Within the Green parties themselves, however, there is less worry.

Strategist Jillian Oliver, who has worked on both provincial and federal campaigns, said many of the members now join for their own reasons, and the larger priority to fight climate change transcends any one individual.

“There are so many people that are looking for an alternative, that are passionate about politics and don’t feel they fit in with the other parties,” she said.

Oliver pointed to the growing number of politically experienced organizers who have cut their teeth on Green byelections, provincial and national campaigns, as well as several former Green candidates who’ve won seats on municipal councils in Fernie, Burnaby, Victoria, Squamish and Richmond.

“The tendrils of the party are working themselves into a much more dispersed network and infrastructure which really bodes well for the future,” said Oliver.

====

— To do —
A - Write out the passage on the Green parties word for word, everything from "Strategist Jillian Oliver, who" down to "Squamish and Richmond.".
B - Extend the passage on the Green parties by writing what comes next after its final sentence.

====

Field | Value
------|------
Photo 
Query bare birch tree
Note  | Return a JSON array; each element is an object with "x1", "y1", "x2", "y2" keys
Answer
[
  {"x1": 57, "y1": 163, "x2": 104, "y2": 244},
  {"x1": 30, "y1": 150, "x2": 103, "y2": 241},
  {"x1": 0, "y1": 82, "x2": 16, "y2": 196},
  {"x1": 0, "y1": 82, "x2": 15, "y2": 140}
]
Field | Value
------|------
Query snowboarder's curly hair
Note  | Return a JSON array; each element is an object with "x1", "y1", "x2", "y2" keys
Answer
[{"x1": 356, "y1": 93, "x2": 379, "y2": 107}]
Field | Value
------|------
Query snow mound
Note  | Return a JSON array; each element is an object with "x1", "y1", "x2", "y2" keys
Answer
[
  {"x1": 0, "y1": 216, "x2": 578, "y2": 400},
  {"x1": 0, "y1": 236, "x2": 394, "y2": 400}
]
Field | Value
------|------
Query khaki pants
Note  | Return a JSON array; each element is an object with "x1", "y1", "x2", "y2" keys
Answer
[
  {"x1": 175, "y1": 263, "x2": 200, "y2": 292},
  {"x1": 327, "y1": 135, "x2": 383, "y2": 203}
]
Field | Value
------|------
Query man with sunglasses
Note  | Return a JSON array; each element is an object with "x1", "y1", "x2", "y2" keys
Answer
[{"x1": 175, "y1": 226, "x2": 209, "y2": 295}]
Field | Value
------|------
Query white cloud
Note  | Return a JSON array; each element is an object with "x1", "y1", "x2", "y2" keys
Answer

====

— Task results —
A -
Strategist Jillian Oliver, who has worked on both provincial and federal campaigns, said many of the members now join for their own reasons, and the larger priority to fight climate change transcends any one individual.

“There are so many people that are looking for an alternative, that are passionate about politics and don’t feel they fit in with the other parties,” she said.

Oliver pointed to the growing number of politically experienced organizers who have cut their teeth on Green byelections, provincial and national campaigns, as well as several former Green candidates who’ve won seats on municipal councils in Fernie, Burnaby, Victoria, Squamish and Richmond.

B -
The federal Greens will hold a leadership convention in October in Atlantic Canada, where the party has a growing base of support with new Fredericton MP Jenica Atwin and an eight-person provincial wing in Prince Edward Island that is the province’s official Opposition.

There may even be an upside if the federal Greens select an East Coast leader next year, said Stefan Jonsson, the B.C. party’s director of communications.

“One of the stereotypes of the Green party is it’s a B.C. West Coast party,” he said. “To have more leadership coming from another region in Canada, I see as extremely positive for the Green movement across the country because it demonstrates there’s support and interest nationally.”

May has said she intends to run again as the MP for Saanich-Gulf Islands, which would allow her to keep helping the federal party on the West Coast.

Weaver won’t run again in Oak Bay-Gordon Head. But he said he’ll be around to give frank advice to whomever wins the job. “They have to be offering a vision people can get behind,” he said.

The next Green leaders will also have to face an onslaught of negative campaigning by the NDP, which proved in the 2017 B.C. election and again in October’s federal election that the New Democrat goal is ultimately to wipe the Greens off the map.

“Politics and campaigning is toxic in this country,” said Weaver, who blamed the current first-past-the-post electoral system. “I do worry that the next leader will have to go through that. It’s not very pleasant.”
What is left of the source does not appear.